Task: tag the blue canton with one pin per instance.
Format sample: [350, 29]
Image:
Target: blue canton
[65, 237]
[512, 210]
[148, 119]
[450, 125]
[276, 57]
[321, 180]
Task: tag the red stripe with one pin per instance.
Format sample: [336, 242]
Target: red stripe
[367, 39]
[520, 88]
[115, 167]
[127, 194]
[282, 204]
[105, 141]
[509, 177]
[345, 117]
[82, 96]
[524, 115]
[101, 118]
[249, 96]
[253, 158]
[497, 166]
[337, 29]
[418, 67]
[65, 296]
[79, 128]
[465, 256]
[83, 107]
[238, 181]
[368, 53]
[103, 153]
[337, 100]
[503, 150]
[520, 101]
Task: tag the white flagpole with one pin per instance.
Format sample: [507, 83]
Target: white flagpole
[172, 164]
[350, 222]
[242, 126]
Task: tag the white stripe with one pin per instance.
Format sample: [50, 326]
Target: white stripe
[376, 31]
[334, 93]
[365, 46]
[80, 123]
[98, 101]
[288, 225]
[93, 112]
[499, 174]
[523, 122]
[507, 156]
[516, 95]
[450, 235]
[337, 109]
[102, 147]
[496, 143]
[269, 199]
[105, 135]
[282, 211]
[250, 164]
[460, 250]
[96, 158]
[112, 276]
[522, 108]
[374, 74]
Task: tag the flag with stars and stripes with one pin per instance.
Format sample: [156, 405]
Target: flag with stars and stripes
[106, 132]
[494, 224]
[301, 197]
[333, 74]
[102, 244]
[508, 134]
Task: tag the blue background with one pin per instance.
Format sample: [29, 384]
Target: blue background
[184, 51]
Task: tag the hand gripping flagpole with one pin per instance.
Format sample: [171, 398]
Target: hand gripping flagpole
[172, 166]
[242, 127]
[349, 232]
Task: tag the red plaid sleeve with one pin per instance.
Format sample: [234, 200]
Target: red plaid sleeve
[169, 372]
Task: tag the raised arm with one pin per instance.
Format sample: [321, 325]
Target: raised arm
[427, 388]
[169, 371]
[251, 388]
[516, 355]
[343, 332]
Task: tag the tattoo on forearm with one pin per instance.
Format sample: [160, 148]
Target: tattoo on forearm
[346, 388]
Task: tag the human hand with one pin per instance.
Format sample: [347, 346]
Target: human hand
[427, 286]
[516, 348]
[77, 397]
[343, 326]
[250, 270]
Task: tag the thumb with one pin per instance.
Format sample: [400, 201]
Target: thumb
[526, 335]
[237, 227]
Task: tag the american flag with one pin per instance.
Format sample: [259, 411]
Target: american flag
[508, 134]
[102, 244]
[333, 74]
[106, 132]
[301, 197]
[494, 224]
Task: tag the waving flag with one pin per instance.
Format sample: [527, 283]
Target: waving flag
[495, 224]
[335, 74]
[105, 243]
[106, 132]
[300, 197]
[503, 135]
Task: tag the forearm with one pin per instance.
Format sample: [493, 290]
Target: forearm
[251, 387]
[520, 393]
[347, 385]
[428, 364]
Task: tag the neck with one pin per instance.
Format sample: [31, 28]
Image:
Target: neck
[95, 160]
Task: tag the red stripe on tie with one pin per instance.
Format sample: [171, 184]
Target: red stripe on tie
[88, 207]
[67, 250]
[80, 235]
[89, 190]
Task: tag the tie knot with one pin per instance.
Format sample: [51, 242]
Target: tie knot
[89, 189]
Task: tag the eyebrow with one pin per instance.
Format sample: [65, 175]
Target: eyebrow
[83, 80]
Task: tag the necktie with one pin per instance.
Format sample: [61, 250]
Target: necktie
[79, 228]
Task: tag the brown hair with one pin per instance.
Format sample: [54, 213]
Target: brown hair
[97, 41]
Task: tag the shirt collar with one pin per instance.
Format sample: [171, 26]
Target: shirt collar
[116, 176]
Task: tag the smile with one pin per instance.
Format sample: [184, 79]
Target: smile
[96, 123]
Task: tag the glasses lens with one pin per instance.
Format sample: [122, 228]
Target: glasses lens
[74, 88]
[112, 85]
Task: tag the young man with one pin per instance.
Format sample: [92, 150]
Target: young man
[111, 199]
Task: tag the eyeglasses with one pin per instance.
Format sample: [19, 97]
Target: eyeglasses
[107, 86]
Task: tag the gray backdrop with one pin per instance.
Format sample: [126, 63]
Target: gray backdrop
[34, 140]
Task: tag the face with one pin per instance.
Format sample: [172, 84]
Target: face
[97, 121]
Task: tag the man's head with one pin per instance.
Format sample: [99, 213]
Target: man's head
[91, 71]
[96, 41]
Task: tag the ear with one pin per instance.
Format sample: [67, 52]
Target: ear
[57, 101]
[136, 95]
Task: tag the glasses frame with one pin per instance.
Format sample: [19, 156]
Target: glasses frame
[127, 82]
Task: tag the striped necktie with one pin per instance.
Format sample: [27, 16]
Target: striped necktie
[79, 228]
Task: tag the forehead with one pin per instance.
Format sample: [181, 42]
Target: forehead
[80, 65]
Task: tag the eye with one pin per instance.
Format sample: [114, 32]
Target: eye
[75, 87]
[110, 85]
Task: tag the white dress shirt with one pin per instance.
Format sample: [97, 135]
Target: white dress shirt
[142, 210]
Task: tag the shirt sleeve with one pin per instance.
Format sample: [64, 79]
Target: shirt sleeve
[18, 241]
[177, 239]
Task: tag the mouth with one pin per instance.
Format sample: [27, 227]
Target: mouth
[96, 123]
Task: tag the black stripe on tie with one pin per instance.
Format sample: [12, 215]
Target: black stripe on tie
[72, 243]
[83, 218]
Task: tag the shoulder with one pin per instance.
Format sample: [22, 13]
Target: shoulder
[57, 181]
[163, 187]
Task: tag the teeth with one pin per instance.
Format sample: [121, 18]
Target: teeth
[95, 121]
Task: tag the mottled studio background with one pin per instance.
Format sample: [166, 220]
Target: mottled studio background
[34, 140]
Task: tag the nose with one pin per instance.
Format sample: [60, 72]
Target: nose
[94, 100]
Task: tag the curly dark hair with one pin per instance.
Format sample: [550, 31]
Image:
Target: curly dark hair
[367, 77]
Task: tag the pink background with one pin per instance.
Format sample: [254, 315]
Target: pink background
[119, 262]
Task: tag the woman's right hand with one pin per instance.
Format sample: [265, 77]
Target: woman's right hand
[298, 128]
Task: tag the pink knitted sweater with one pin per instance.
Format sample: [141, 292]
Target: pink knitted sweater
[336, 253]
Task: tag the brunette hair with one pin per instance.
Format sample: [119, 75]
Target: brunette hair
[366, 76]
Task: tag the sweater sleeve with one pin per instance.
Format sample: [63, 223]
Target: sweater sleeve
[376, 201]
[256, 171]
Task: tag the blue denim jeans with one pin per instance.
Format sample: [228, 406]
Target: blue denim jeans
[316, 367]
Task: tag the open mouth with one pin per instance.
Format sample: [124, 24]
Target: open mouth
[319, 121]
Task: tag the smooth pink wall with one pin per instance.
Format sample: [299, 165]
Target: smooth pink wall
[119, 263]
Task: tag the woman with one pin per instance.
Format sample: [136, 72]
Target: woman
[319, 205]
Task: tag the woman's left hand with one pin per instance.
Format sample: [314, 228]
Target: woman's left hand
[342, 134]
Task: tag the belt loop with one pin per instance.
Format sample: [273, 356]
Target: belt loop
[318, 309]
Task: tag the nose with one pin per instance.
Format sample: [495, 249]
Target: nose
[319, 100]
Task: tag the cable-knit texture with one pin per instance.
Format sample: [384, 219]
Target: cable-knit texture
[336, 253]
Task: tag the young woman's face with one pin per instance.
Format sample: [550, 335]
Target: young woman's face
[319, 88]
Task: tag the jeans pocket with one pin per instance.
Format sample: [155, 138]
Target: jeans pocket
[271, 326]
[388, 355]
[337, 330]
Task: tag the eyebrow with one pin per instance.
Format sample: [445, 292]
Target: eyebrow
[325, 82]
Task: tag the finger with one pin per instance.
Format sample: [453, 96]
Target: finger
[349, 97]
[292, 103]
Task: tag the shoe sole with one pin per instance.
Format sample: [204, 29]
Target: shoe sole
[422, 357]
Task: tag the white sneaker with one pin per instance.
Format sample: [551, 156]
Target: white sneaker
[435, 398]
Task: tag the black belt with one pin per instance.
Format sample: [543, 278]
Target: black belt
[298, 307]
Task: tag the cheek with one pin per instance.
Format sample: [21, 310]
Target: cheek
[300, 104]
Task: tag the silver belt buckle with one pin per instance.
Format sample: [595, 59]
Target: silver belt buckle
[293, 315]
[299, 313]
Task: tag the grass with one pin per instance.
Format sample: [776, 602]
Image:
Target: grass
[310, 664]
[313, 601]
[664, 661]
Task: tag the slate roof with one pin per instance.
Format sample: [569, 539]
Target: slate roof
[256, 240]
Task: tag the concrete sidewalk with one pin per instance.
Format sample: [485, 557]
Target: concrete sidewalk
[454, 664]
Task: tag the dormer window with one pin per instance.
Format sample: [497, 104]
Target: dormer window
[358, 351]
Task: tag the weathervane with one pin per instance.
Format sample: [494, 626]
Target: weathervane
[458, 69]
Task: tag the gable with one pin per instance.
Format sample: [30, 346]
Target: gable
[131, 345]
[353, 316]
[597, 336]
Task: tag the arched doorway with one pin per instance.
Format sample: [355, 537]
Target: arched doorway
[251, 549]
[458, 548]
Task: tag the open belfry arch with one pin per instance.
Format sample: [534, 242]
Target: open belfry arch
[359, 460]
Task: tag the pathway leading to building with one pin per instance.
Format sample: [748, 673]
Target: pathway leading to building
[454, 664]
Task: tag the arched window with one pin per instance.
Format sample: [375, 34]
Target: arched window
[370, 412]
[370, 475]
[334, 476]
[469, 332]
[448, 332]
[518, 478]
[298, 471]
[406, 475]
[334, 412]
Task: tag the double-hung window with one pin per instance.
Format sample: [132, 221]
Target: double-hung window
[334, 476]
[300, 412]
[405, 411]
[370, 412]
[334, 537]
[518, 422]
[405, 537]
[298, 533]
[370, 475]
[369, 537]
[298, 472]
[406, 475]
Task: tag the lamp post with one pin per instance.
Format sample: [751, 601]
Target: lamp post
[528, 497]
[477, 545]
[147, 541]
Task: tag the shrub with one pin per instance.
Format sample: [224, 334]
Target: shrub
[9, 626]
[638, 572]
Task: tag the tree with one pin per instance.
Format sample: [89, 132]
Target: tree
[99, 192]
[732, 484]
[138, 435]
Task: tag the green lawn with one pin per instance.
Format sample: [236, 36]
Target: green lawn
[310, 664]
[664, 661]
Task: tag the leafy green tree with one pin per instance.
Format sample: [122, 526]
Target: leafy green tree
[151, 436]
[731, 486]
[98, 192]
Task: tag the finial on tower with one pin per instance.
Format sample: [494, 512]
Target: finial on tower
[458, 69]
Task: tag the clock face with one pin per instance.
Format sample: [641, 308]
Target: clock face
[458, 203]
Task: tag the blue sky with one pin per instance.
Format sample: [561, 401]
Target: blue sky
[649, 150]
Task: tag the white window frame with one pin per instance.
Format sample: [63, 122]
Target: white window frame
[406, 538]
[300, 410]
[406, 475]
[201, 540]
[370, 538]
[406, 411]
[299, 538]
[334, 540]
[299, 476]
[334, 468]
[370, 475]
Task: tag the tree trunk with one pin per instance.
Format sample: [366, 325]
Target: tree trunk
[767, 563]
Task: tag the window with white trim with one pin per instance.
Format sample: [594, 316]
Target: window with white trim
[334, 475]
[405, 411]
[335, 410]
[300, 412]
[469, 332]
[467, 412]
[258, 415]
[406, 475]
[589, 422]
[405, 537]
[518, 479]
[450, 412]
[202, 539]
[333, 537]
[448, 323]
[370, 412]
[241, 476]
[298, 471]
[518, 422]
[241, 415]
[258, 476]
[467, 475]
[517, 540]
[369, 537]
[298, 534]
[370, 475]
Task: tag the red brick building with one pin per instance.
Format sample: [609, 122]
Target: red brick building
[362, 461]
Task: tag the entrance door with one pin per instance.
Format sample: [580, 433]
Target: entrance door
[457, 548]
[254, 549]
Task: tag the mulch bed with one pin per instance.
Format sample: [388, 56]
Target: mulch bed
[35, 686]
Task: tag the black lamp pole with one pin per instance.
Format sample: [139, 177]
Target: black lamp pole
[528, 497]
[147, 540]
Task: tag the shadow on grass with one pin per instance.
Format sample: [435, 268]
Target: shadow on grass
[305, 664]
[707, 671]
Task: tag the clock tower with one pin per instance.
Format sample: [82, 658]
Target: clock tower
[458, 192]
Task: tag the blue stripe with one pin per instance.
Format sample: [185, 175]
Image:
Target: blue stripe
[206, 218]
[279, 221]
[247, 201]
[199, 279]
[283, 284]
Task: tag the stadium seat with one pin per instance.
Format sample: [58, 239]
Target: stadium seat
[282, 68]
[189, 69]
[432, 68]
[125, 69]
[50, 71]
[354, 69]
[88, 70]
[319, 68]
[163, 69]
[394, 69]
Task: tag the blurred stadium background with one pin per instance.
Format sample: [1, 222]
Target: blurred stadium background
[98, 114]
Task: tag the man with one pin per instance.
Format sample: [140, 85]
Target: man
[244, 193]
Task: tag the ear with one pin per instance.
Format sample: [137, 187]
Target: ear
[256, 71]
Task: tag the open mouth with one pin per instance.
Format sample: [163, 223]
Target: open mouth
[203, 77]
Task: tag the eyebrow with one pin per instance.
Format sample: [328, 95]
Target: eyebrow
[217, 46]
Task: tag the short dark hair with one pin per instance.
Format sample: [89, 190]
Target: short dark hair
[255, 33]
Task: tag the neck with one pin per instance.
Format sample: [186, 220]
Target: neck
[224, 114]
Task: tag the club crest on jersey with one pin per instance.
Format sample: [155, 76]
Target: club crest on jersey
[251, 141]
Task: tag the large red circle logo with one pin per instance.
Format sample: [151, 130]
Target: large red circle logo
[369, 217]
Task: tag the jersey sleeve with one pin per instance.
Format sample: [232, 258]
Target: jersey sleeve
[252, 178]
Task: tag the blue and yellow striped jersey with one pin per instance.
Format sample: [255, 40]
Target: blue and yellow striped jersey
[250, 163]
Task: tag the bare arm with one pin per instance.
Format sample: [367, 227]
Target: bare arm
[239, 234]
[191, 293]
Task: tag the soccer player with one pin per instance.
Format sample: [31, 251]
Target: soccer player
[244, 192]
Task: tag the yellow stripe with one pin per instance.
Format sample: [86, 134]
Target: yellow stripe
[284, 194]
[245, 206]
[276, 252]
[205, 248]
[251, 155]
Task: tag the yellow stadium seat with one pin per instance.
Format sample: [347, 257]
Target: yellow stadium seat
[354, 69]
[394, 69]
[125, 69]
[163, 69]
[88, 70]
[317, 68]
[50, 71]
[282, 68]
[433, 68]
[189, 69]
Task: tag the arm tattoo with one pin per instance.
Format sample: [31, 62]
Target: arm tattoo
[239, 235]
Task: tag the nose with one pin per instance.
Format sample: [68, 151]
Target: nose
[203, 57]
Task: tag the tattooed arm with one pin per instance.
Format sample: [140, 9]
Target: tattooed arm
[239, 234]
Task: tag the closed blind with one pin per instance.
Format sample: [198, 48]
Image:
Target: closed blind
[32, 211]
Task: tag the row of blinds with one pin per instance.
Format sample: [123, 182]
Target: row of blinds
◆ ◆ ◆ ◆ ◆
*Goal of the exercise*
From the records, copy out each line that includes the string "blinds".

*Response to the task*
Task: tag the row of blinds with one pin per instance.
Target: row of blinds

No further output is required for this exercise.